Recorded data
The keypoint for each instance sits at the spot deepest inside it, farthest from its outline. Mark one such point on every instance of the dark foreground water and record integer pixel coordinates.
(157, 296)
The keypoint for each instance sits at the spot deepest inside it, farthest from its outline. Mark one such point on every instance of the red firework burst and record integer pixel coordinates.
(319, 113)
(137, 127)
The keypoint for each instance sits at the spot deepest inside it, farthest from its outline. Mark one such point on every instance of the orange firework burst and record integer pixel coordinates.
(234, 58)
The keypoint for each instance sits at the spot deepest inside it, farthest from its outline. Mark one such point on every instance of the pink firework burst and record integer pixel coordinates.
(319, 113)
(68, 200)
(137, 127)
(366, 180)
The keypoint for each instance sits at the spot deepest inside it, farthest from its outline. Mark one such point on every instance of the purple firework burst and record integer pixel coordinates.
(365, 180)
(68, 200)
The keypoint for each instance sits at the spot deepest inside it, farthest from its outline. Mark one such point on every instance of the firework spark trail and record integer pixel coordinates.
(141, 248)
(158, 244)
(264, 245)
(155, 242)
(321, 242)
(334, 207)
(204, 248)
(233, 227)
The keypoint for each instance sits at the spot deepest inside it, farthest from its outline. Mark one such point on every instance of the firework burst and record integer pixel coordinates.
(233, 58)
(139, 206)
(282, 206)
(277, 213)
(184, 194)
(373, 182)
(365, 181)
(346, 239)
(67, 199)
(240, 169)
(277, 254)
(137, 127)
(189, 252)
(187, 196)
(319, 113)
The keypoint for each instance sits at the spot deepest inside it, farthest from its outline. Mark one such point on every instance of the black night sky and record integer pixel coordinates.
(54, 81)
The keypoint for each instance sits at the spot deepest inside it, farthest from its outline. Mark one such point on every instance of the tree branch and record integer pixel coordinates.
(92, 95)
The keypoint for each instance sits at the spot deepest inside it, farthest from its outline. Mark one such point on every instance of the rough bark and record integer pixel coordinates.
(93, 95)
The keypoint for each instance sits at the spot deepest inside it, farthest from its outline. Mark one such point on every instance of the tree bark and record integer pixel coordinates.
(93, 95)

● **Exercise**:
Rewrite the rows above as a JSON list of strings, one string per line, with blank lines left out.

● **Answer to the task**:
[
  "The keypoint for each instance sits at the spot deepest inside it, farthest from its outline. Mark one such point on every instance of the dark foreground water and record integer pixel coordinates.",
  "(157, 296)",
  "The keypoint for each instance sits at the spot deepest inside it, farthest from its outline. Mark one such point on every instance of the red firework burst and record integer pixel coordinates.",
  "(319, 113)",
  "(137, 127)",
  "The keypoint for each instance sits at the spot deepest inside it, farthest from its outline. Mark one such point on every instance of the orange firework burst and record integer pixel coordinates.",
  "(234, 58)",
  "The keypoint for each instance sits at the spot deepest inside it, farthest from its outline. Mark one such point on every instance of the pink firework burst and record integer pixel coordinates.",
  "(319, 113)",
  "(68, 200)",
  "(137, 127)",
  "(366, 180)",
  "The keypoint for each instance sits at the spot deepest inside it, farthest from its outline. Mark one such point on every instance of the purple firework burst and record integer pixel coordinates.",
  "(365, 180)",
  "(68, 200)",
  "The keypoint for each instance sits at the spot deepest inside it, farthest from its outline. Mark one such point on every instance of the firework spark trail and record integer pixel coordinates.",
  "(141, 248)",
  "(158, 244)",
  "(264, 245)",
  "(155, 242)",
  "(321, 242)",
  "(334, 207)",
  "(204, 248)",
  "(233, 227)",
  "The keypoint for each instance sits at the spot deepest inside it, farthest from its outline. Mark one such point on every instance of the firework burst and record integer pixel coordinates.",
  "(233, 58)",
  "(139, 206)",
  "(282, 206)",
  "(277, 213)",
  "(184, 194)",
  "(373, 182)",
  "(365, 181)",
  "(346, 239)",
  "(67, 199)",
  "(240, 169)",
  "(277, 254)",
  "(137, 127)",
  "(189, 252)",
  "(187, 196)",
  "(319, 113)",
  "The keypoint for each instance sits at the spot deepest inside it, farthest from its outline. Mark one such point on every instance of the black night sky and record integer pixel coordinates.",
  "(54, 81)",
  "The keypoint for each instance sits at the spot deepest inside it, farthest from its outline. Mark one such point on every instance of the tree branch and record integer pixel coordinates.",
  "(92, 95)",
  "The keypoint for each instance sits at the spot deepest inside it, farthest from its outline. Mark one such point on every instance of the rough bark and record integer pixel coordinates.",
  "(93, 95)",
  "The keypoint for each instance sits at the spot deepest inside it, farthest from its outline. Mark one such point on every instance of the tree bark and record integer pixel coordinates.",
  "(93, 95)"
]